■ **SOURCE DOCUMENT**:
════════════════════

Bald Eagle Days Features International Wildlife Film Festival Jan 26-27 and Raptor Viewing and Displays Jan. 29

The public is invited to view bald eagles and other wildlife along the Boise River and watch award-winning wildlife films from around the world as part of the sixth annual Bald Eagle Days presented by Boise State University’s Idaho Bird Observatory.

 

For the first time, Bald Eagle Days will feature the post-festival tour of the International Wildlife Film Festival on Wednesday, Jan. 26, and Thursday, Jan. 27, at The Flicks, 646 Fulton Street. Bald Eagle Days culminates with a free daylong event Saturday, Jan. 29, at the Idaho Shakespeare Festival, 5657 Warm Springs Ave., that includes raptor viewing, educational displays and many other activities.

 

One of the main objectives of Bald Eagle Days is to support conservation and education efforts at Barber Pool, a natural area adjacent to the Idaho Shakespeare Festival that is home to bald eagles and a variety of other birds and wildlife. Proceeds from the film festival support the IBO’s efforts at the Barber Pool site.

 

INTERNATIONAL WILDLIFE FILM FESTIVAL

 

Natural World Dune, a film about Africa’s Namib Desert that won the festival’s top prize, and Tears of Wood, a film that highlights biodiversity in the Indonesian rainforest and won the best independent film award, are among the award-winning entries to be screened Jan. 26-27 at The Flicks, 646 Fulton Street, as part of the International Wildlife Film Festival’s post-festival tour.

 

The film festival is the longest running festival of its kind in the world. It strives to promote knowledge and understanding of wildlife through excellent and honest films.

════════════════════

■ **PROVIDED DATA**:
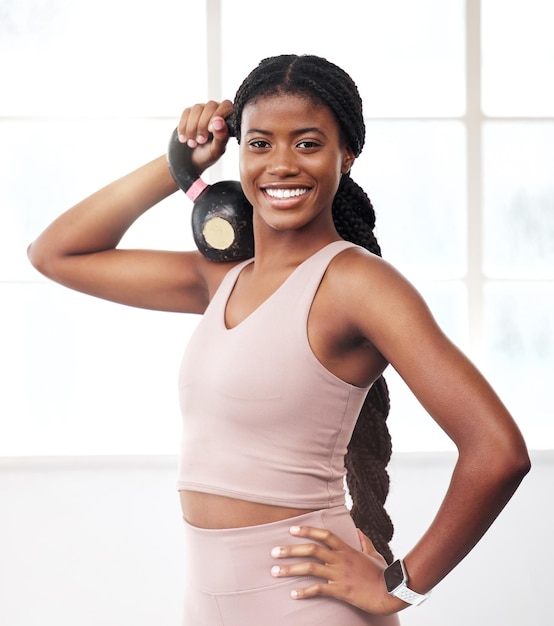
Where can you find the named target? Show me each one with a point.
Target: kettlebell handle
(221, 215)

════════════════════

■ **GOAL**: Please name the film about Africa's Namib Desert that won the top prize, according to the Bald Eagle Days announcement.

■ **FINAL ANSWER**: Natural World Dune